**GIVEN PROBLEM A**
Can you turn the paragraph of the hearing statement that begins "In January of this year" into a short list that keeps its main facts?

As Congress continues the process of renewing and
reauthorizes the Higher Education Act, and build upon efforts
to bridge the educational divide for America's low and middle-
income students, it is important that we continue our dialogue,
and continue to work towards issues that increase college
affordability.
Thank you, again, for joining us here to discuss this
important topic. I look forward to hearing your testimony, so
that my colleagues and I can learn more about this very serious
issue.
And I now yield to Congressman Kildee, Ranking Member, for
his opening statement.
[The prepared statement of Chairman McKeon follows:]
Statement of Hon. Howard P. ``Buck'' McKeon, Chairman, Subcommittee on
21st Century Competitiveness, Committee on Education and the Workforce
Good morning and thank you for joining us today for this very
important hearing on the costs of college textbooks. This is a
continuation of the series of hearings that we have held over the last
year or so to examine rapidly rising college costs and seek solutions
to help increase college affordability for students.
I want to start by welcoming our witnesses and thanking them for
joining us here today.
In 1965, Congress enacted the Higher Education Act to ensure that
every American student striving for a college education, regardless of
financial status, had the opportunity to pursue his or her educational
goals. Because of this commitment, millions of eligible students have
attended, and are continuing to attend, the college or university of
their choice. However, thousands of highly qualified students are being
priced out of a higher education because colleges, universities and
states are increasing their tuition and fees beyond the reach of
students.
We are attempting to address this issue by empowering parents and
students and shining a spotlight on excessive tuition hikes; however,
it is important that we don't ignore the staggering costs of textbooks
in the college cost equation and the effect that they have on a
student's overall cost of higher education.
In January of this year, the California Student Public Interest
Research Group or CALPIRG released the report, ``RIPOFF 101- How the
Current Practices of the Textbook Industry Drive Up The Cost Of College
Textbooks.'' The report presented an analysis of a survey of the most
widely assigned textbooks in the fall of 2003 at 10 public colleges and
universities in California and Oregon. In brief, the report indicates
that textbooks are expensive and are getting more so each year;
textbook publishers add ``bells and whistles'' that drive up the costs
of textbooks; new editions are flooding the market (but contain minimal
if any substantive changes); and online textbooks hold promise in
reducing the costs of textbooks.

**LISTED ENTRIES**
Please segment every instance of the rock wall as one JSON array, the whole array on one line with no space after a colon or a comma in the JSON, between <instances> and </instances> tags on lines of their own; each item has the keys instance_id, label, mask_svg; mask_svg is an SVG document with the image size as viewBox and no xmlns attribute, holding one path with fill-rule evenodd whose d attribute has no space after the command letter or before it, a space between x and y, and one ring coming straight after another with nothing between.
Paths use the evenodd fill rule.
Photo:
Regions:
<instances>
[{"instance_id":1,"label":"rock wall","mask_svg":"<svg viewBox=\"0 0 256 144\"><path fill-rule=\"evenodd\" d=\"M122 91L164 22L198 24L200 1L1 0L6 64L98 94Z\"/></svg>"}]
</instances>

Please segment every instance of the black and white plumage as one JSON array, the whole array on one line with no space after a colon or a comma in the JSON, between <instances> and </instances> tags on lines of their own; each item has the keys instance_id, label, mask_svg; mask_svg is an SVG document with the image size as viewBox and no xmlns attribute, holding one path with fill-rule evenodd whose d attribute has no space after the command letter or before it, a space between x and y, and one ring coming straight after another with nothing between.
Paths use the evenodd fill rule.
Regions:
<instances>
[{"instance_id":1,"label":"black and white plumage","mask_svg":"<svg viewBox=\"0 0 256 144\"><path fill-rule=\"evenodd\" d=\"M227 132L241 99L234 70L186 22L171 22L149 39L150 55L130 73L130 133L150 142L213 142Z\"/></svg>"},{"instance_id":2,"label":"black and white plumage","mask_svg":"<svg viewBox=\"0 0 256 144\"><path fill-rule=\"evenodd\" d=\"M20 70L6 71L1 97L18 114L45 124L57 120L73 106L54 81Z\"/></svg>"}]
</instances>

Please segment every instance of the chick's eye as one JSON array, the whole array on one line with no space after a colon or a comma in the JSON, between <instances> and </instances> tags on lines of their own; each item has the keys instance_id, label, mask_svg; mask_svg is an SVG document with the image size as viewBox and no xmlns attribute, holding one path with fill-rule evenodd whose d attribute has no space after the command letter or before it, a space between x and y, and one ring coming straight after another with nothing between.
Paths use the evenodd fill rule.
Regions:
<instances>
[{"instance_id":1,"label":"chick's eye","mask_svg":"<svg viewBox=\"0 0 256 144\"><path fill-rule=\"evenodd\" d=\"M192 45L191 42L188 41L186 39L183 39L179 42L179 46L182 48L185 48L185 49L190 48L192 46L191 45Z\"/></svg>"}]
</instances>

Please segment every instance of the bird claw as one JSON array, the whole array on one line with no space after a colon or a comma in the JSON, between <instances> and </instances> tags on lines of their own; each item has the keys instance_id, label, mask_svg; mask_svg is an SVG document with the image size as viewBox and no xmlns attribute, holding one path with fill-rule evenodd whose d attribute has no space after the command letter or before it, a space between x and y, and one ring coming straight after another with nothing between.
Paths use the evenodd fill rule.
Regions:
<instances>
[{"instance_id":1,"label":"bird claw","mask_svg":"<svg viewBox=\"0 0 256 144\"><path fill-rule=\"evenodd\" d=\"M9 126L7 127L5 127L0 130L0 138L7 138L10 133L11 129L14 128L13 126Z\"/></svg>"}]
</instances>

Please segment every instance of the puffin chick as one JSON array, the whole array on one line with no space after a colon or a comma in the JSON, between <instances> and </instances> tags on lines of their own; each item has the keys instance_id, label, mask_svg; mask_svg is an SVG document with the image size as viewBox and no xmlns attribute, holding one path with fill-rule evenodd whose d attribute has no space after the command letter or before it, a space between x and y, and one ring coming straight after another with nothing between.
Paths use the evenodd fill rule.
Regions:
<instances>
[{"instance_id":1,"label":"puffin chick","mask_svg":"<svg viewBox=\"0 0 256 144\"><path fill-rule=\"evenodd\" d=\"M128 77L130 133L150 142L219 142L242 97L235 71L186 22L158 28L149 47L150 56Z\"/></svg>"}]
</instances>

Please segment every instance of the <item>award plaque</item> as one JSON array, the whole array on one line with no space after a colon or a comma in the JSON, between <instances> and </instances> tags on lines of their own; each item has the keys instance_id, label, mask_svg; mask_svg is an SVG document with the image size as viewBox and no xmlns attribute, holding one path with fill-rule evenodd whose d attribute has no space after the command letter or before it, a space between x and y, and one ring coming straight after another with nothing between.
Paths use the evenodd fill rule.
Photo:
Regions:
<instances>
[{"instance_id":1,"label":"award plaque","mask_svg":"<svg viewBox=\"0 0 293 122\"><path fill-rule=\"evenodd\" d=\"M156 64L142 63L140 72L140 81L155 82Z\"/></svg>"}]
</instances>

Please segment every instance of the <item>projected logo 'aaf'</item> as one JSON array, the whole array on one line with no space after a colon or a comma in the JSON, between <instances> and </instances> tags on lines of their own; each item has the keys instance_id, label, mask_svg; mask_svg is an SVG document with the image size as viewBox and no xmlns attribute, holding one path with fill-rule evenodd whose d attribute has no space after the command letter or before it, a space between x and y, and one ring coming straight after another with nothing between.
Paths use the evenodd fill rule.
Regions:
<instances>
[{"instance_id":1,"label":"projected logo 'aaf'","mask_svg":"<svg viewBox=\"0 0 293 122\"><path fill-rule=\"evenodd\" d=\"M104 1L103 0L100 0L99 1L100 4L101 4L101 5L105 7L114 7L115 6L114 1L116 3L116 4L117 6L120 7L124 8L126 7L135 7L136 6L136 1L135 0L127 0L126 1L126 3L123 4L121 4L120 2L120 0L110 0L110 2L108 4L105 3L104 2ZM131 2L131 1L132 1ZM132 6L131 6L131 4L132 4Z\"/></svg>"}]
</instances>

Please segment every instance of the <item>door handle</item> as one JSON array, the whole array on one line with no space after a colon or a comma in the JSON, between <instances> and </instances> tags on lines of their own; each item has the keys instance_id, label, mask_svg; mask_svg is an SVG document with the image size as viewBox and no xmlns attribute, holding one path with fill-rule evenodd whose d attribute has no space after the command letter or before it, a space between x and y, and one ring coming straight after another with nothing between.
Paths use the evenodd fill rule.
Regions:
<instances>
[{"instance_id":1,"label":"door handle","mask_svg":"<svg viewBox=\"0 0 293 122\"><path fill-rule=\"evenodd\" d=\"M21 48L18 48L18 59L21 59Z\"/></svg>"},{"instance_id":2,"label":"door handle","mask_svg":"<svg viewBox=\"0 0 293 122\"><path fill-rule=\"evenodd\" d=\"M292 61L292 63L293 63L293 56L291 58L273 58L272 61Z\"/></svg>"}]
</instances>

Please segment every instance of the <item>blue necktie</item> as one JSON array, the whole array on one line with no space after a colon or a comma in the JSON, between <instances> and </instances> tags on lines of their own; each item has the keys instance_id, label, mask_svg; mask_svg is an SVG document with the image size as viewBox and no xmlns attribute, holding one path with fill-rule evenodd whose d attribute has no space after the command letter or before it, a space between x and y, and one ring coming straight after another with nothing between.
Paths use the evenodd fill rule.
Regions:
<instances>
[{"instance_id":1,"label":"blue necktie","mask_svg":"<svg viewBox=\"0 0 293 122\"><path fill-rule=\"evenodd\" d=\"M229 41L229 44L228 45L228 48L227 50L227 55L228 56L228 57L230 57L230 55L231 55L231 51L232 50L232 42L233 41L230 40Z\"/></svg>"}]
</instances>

**GIVEN PROBLEM B**
How many lines of the records contain the string "puffin"? Reply with the number alone.

**WRITTEN ANSWER A**
- Report: "RIPOFF 101- How the Current Practices of the Textbook Industry Drive Up The Cost Of College Textbooks," released in January of this year by the California Student Public Interest Research Group (CALPIRG)
- Basis: an analysis of a survey of the most widely assigned textbooks in fall 2003 at 10 public colleges and universities in California and Oregon
- Findings:
  - Textbooks are expensive and get more so each year.
  - Publishers add "bells and whistles" that drive up costs.
  - New editions flood the market with minimal if any substantive changes.
  - Online textbooks hold promise for reducing textbook costs.

**WRITTEN ANSWER B**
2